Ive only started matt . 

When I first got the faces back from powder... i have to admit i was shocked at how bright they turned out. After mounting them though... I just love how it looks on the car. 



wagner17 said:


> looks amazing what was the specs in the begining and now??? looks great:thumbup::thumbup:


Fronts were 17x8 et53 with 1/2" lips, now are 17x9 et25ish with 2.5" lips
Rears were 17x9 et50 with 1" lips, now are 17x10.5 et15ish... with 3" lips
Not too positive about the ETs I had them milled down and never really calculated the new offsets. 

I got the lips chromed and faces powder coated pastel blue.



craigerk said:


> is it sticking? hold the switch 'up' and have a friend hit it/bang around it to make it vibrate. If it's sticking, the vibration of the compressors might be jarring it.
> 
> My rears were sticking (older valves) and I had my buddy hit them and they would work then not, then work, etc. I just took them apart and cleaned them up. I found this thread on cleaning valves, mine werent the same, but it gives you an idea on how to.
> http://www.s10forum.com/forum/f125/smc-valve-cleaning-how-to-237585/


awesome, Ill try that this weekend. Its really starting to get annoying to have to dump the air out of my tank just to start moving... 



DoctorDoctor said:


> Dope :thumbup:


Thank you sir


----------



## Ionz13 (Sep 28, 2005)

Jour bumpers are different colors...

Still loving this thread. Any shots of the new trunk setup?


----------



## DEZL_DUB (Aug 18, 2007)

oh wow :thumbup:


----------



## Jetta11J (Feb 20, 2005)

SIRPOP said:


>


more of this please!!!:thumbup:


----------



## Mike GoFast (Mar 6, 2006)

I will be getting bags within the next year and am also installing them on a daily...

It sounds like you've had success with your setup, do you care to tell what your typical maintenance is? Monthly tank drain? Leave it in the air overnight to check for slow leaks? Any specifics? Any suggestions of what you would do the first time around?

Thanks :beer:


----------



## SoloGLI (Jan 20, 2005)

Mike GoFast said:


> I will be getting bags within the next year and am also installing them on a daily...
> 
> It sounds like you've had success with your setup, do you care to tell what your typical maintenance is? Monthly tank drain? Leave it in the air overnight to check for slow leaks? Any specifics? Any suggestions of what you would do the first time around?
> 
> Thanks :beer:


After having Nik build my setup in my Jetta, and doing my setup in my TT now, and also watching him build several other setups, he will tell you one thing to make everything last like his system has... *Do it right the first time*. Can't stress that enough because it will save you headaches down the road. For maintenance, it really depends where you live. For us, we live in SoCal, so there isn't too much moisture that accumulates, but draining the tank every so often is necessary. Other than that, if everything was installed correctly the first time, there is very little in terms of maintenance that's needed.


----------



## SIRPOP (Apr 12, 2006)

Mike GoFast said:


> I will be getting bags within the next year and am also installing them on a daily...

### Provided material
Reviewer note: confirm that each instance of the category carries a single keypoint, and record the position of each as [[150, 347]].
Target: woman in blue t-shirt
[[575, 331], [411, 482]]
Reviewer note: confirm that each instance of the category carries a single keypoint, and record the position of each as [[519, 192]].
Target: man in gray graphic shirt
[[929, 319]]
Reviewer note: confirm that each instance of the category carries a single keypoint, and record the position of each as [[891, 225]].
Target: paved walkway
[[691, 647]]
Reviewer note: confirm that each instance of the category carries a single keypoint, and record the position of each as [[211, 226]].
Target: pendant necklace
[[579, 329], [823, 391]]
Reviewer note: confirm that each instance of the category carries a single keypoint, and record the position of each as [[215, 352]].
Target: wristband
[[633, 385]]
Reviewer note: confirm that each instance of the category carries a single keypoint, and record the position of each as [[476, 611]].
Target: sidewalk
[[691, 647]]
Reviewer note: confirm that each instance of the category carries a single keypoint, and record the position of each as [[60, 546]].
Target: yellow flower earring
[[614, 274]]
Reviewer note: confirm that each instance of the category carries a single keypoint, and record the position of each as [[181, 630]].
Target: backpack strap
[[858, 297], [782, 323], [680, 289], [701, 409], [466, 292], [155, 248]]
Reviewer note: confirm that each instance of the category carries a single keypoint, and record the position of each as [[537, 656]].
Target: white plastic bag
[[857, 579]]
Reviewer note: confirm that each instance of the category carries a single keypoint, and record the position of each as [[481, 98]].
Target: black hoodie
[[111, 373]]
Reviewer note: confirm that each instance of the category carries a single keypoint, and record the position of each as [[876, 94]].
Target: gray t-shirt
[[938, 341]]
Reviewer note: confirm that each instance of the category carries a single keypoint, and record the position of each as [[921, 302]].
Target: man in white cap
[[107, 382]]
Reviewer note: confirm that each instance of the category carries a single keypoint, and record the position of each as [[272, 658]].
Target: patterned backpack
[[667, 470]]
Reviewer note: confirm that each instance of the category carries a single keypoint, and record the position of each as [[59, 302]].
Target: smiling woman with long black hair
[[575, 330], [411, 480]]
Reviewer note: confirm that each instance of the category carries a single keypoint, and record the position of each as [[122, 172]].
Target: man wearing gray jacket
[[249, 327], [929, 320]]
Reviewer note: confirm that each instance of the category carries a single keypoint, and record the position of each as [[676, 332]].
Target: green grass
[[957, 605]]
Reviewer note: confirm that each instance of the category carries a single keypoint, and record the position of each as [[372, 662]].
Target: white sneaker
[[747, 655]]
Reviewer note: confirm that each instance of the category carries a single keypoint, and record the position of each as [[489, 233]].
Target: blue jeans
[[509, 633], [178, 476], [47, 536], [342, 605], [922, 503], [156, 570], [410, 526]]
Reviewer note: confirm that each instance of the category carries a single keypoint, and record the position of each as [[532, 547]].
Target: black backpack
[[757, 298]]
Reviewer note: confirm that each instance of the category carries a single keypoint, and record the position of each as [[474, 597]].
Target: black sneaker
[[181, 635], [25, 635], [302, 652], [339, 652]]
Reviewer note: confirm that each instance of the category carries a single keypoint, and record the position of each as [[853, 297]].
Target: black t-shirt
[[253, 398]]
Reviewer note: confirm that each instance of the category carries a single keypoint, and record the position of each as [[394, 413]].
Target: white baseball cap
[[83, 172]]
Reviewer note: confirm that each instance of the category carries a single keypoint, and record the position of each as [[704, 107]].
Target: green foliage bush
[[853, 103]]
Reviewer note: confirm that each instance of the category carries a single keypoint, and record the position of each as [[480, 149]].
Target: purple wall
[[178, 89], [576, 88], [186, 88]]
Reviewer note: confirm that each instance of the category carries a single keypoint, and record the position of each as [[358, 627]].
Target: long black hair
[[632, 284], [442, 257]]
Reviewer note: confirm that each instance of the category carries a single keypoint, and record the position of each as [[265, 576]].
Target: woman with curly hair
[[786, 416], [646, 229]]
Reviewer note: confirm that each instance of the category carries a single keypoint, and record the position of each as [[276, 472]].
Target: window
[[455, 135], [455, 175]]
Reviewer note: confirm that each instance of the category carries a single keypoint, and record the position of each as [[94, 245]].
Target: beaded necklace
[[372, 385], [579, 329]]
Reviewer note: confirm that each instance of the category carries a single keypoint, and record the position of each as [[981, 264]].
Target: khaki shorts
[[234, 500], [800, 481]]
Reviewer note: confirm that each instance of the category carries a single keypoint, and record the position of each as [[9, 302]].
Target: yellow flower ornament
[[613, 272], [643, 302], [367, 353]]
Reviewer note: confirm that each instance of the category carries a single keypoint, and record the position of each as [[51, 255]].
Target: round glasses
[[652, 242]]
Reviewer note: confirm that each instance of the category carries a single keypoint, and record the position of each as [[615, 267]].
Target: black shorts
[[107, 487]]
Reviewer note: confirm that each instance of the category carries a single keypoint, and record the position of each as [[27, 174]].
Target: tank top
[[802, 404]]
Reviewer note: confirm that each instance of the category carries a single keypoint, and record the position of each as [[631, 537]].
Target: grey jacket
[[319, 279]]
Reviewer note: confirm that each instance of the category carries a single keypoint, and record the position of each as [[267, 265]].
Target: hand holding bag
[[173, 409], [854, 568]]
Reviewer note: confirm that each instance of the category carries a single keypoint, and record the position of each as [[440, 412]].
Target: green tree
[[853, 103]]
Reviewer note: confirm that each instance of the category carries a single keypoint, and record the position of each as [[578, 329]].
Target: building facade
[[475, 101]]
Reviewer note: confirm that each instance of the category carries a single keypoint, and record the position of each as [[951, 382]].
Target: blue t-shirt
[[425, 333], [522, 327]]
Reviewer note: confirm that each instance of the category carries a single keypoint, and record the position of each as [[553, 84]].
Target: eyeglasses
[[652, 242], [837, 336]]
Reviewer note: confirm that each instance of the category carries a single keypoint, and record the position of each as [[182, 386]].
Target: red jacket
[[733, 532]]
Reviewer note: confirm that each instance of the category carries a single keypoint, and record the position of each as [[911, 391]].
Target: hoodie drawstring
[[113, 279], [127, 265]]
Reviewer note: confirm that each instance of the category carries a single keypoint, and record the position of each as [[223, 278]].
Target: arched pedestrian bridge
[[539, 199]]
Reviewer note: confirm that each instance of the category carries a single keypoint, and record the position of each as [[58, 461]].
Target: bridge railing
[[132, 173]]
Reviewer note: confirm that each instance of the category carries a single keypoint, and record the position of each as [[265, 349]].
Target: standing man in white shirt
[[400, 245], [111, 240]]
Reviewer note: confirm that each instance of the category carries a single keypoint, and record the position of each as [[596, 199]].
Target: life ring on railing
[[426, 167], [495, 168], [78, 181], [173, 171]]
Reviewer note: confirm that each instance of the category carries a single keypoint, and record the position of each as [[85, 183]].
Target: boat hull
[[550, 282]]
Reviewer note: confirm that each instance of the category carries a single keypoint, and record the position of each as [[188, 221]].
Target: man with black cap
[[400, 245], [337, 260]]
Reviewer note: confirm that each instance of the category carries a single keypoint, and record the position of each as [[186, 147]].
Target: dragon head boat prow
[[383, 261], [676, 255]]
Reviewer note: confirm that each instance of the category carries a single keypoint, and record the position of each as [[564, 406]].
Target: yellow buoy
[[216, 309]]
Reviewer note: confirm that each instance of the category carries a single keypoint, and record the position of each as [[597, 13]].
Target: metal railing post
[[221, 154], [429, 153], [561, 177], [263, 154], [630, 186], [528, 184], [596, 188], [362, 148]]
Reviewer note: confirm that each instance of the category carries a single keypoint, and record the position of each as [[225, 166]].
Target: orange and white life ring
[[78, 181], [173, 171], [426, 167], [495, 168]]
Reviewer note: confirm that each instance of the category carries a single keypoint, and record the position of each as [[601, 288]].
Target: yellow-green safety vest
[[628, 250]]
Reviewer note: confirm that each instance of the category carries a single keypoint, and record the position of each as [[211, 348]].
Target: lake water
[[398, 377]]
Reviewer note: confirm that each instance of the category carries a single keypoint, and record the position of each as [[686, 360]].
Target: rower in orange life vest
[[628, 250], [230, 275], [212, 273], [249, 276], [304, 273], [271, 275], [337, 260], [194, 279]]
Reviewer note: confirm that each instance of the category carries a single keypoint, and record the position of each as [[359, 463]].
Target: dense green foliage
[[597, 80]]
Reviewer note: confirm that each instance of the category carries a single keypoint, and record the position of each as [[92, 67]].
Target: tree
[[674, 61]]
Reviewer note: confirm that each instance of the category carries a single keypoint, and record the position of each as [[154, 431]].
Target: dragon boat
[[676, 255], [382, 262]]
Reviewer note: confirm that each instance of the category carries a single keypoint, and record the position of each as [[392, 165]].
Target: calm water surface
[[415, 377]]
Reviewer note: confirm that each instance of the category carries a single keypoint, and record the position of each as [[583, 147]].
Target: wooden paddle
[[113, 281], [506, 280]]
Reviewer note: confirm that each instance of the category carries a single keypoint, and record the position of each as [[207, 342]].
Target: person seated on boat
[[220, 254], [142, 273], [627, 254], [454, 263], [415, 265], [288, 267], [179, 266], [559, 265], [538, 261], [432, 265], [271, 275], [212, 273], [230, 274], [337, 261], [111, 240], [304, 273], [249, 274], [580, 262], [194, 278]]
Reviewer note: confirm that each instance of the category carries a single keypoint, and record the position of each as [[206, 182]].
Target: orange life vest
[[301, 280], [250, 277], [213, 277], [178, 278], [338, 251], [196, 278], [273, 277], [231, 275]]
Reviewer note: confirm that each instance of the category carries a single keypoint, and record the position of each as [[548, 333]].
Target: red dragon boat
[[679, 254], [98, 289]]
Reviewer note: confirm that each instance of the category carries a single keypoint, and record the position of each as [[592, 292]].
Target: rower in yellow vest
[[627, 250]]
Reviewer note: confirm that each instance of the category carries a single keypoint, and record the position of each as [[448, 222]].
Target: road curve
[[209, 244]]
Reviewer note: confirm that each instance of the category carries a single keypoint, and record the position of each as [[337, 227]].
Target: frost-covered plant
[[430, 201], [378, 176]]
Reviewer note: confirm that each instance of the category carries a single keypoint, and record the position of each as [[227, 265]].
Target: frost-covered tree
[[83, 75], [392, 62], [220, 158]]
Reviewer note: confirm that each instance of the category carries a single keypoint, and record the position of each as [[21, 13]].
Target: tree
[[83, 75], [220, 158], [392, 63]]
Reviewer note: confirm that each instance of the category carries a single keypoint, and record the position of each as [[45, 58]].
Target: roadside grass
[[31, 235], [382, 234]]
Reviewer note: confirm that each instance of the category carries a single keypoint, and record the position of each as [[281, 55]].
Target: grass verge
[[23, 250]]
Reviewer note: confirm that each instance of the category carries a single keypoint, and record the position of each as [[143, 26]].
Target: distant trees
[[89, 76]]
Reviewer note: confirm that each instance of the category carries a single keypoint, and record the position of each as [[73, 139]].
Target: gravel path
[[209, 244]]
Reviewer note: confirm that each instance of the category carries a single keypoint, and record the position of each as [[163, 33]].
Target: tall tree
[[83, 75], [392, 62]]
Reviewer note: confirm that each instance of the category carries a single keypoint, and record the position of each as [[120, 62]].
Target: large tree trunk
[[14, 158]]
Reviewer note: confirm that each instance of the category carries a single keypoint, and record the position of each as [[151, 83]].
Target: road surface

### Stated problem
In the forum thread, why is the poster unsure about the new ET figures given for the wheels? Answer in one to three sentences.

### Answer for the task
The wheels were milled down, and the poster never calculated the new offsets afterward. The listed figures, "et25ish" for the fronts and "et15ish" for the rears, are therefore only approximate.